▶ _Task goal_:
Please carry on the message below about the proposed "public charge" regulation, picking up right after its final sentence.

▶ _Excerpt to read_:
BEGIN

The following is a message from Colleen Kraft, MD, MBA, FAAP
President of the American Academy of Pediatrics.
Throughout the summer, you heard from me several times about the devastating stories of immigrant families being separated at the border, and the critical role of the Academy in giving a voice to the detrimental consequences of family separation and detention to child health.
Today, I’m reaching out with details of a new proposal that threatens to jeopardize the health of millions of children and families. It may not dominate as many headlines, but its impact could be dangerous and wide-reaching.
Yesterday evening, the Department of Homeland Security announced a proposed regulation that could prevent immigrant families from getting the health care and nutrition assistance they rely on and are eligible for. The Academy issued this press release this morning, outlining its strong opposition to the regulation and the damaging impact it could have on child health.
In short, the proposal expands the “public charge” test, which is used to decide if someone can obtain a visa or green card. The proposed regulation expands the test to consider whether a parent and, in some cases, her child has used or is likely to use government programs, including Medicaid, the Supplemental Nutrition Assistance Program (SNAP) and housing assistance. This New York Times article has more information.
The impact could be significant. In our country, one in four children lives in an immigrant family. The new proposal could force families to choose between keeping their families together or accessing vital health and nutrition programs.
This proposal was first leaked in 2017, and since then, the AAP has undertaken a multi-faceted advocacy strategy to oppose the proposal and prepare for its likely publication.
Pediatricians will play a critical role in explaining how this proposal is damaging to children’s health. In fact, many pediatricians across the country have already witnessed the chilling effect of the leaked proposal in their own practices, with families disenrolling from programs or avoiding health services that they are eligible for.

END

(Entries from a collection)
BEGIN

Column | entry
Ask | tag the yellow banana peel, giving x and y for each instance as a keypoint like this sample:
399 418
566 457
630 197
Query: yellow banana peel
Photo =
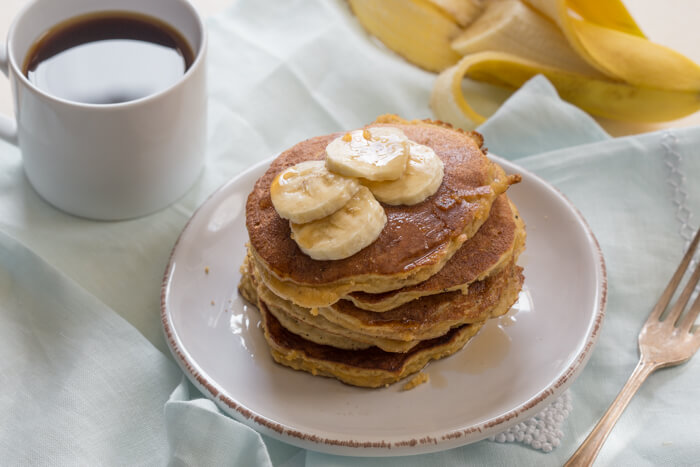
639 80
616 100
418 30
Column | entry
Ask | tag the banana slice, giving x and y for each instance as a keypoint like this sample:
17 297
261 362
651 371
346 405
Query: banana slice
421 179
343 233
308 191
375 154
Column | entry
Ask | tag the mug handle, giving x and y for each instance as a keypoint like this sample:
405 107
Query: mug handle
8 125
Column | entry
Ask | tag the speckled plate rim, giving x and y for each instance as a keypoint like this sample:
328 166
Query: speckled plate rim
366 447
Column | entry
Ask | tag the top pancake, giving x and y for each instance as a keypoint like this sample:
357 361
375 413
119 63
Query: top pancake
416 241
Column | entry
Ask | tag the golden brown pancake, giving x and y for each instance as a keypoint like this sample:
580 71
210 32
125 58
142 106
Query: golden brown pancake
345 326
314 328
370 367
433 315
416 242
490 249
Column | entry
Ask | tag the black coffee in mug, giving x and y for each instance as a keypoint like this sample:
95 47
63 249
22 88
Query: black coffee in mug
108 58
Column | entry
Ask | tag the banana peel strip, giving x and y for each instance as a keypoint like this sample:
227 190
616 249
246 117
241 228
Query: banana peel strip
604 34
605 98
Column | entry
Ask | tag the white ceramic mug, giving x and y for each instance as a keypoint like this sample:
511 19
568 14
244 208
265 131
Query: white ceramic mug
108 161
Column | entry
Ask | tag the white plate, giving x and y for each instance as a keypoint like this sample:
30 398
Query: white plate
507 373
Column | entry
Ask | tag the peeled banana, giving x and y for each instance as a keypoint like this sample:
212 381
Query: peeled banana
421 179
343 233
593 51
418 30
308 191
610 99
511 26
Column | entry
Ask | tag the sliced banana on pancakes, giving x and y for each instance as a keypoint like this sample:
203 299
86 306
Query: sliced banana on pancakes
332 215
343 233
377 153
422 178
308 191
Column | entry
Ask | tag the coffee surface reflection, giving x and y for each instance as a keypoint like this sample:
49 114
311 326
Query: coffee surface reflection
108 58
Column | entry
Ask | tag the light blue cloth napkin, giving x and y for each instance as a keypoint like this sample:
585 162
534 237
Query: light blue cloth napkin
85 374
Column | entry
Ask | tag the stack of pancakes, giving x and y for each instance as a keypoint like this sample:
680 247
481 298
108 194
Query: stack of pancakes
437 272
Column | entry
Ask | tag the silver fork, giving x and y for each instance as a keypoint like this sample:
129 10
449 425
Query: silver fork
664 341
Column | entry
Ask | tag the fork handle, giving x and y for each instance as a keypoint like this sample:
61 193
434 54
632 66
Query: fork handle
587 452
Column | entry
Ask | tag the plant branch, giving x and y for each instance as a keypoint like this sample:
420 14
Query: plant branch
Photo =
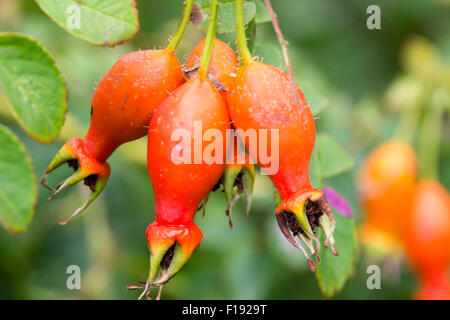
244 52
182 26
284 45
210 35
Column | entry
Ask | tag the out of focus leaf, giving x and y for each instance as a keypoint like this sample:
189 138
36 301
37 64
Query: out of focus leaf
262 15
100 22
314 176
316 100
331 156
338 202
268 53
18 188
33 85
226 16
333 271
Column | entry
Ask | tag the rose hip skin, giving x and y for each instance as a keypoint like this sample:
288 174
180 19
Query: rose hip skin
179 188
386 186
426 238
261 97
223 65
121 108
238 177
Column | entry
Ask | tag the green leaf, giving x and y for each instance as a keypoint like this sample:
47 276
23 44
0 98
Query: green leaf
333 271
314 174
99 22
226 16
18 187
332 158
268 53
33 85
316 100
262 14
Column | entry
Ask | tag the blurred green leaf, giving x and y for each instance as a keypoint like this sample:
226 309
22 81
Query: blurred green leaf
33 85
316 100
105 23
332 159
262 15
226 20
314 176
333 271
18 188
268 53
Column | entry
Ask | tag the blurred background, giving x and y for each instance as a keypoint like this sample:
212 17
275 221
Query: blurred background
353 68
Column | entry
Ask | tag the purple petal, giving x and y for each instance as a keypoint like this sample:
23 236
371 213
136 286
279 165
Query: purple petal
338 202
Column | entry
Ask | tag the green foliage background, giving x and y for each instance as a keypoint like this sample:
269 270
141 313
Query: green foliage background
332 52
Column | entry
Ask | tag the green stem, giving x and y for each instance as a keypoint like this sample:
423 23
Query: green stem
210 35
244 52
429 138
409 120
182 26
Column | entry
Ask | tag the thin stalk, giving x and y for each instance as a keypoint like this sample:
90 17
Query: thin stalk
210 35
429 137
244 52
182 26
409 120
284 45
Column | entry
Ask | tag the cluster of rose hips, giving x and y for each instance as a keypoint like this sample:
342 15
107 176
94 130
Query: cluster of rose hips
148 92
407 215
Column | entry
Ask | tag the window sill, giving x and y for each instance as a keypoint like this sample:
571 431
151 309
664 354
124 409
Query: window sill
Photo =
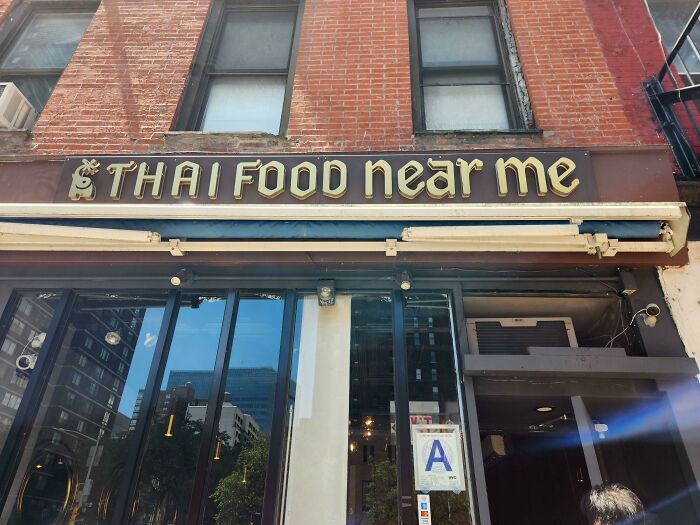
235 142
482 132
10 138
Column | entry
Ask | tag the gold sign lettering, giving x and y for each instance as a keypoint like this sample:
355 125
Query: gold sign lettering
520 168
465 171
404 180
186 173
278 169
118 172
556 178
445 177
242 178
341 169
296 190
383 167
144 178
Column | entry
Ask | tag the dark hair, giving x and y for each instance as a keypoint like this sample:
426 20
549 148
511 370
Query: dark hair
612 504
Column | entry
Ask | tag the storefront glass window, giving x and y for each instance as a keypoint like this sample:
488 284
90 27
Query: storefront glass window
340 453
73 460
440 466
236 484
174 436
19 349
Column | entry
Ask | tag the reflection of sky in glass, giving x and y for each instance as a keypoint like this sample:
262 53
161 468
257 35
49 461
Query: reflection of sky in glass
256 340
141 362
196 338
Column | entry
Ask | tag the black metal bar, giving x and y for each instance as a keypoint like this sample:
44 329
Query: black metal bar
129 483
216 398
681 148
270 511
578 365
477 478
679 95
404 463
679 43
26 412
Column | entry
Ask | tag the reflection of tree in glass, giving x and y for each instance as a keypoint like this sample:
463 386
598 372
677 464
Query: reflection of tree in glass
448 507
381 497
168 463
239 496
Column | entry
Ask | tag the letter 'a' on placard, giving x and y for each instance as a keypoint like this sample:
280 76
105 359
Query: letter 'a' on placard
424 517
438 458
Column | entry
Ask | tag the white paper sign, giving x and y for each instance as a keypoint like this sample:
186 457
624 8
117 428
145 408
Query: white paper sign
438 458
424 517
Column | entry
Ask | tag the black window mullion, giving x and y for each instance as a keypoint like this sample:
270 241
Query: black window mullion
129 482
31 399
271 507
216 397
404 463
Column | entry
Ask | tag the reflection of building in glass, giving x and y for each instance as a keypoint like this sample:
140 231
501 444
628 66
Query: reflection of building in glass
90 378
239 426
251 389
31 318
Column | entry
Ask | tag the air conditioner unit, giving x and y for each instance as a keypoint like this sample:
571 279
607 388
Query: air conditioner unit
515 335
16 112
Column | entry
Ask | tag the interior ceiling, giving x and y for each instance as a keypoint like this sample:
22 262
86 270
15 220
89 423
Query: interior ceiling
587 313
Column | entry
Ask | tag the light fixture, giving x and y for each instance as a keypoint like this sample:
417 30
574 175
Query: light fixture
326 292
651 312
169 431
38 340
113 338
405 281
183 277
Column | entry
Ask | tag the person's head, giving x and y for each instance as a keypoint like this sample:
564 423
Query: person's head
612 504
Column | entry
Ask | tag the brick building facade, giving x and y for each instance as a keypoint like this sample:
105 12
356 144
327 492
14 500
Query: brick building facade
451 244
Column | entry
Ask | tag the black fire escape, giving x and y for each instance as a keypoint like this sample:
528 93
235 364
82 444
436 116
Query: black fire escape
674 95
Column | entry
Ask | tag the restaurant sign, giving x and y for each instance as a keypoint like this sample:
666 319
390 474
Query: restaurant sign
353 179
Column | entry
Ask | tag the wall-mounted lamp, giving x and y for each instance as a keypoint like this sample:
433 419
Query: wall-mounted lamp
183 277
651 312
326 293
169 431
405 281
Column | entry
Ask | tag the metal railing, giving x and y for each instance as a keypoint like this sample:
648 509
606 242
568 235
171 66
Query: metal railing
674 95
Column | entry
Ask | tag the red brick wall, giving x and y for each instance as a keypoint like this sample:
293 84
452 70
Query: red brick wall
584 61
123 84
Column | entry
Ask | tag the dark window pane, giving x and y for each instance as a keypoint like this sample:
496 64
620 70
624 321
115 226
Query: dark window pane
236 484
340 455
457 41
174 436
465 107
48 41
256 40
36 88
244 104
73 461
24 337
434 405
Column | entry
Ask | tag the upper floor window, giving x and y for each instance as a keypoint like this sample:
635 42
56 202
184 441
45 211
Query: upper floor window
461 74
243 84
39 50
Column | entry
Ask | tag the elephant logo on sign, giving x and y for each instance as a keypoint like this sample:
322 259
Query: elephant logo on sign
82 186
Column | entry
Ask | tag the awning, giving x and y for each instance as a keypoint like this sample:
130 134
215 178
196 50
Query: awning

END

▶ _Response below_:
The proposal is just that – a proposal. There will be a 60-day comment period before which the proposal can be finalized. As such, it is not currently in effect and we need to make our voices heard. The Academy will be submitting comments opposing the public charge proposal and empowering its members with information to add their voice to these efforts, including a forthcoming Public Charge Toolkit. In the meantime, I joined a press call this morning to respond to the breaking news.
We will be in touch in the coming days with ways you can speak out and help amplify these messages. As child health experts, we have a unique and important role in illustrating what this proposal means for our patients and children everywhere.
The Academy will continue to stand firmly by its mission to protect, support and promote the health and well-being of all children – no matter where they or their parents were born; that guiding mission could not be more evident in our opposition to this dangerous proposal. All children deserve access to the programs they rely on to grow up healthy and thrive.
Thank you for your tireless advocacy this summer and for your continued commitment to advocating on behalf of immigrant children and families.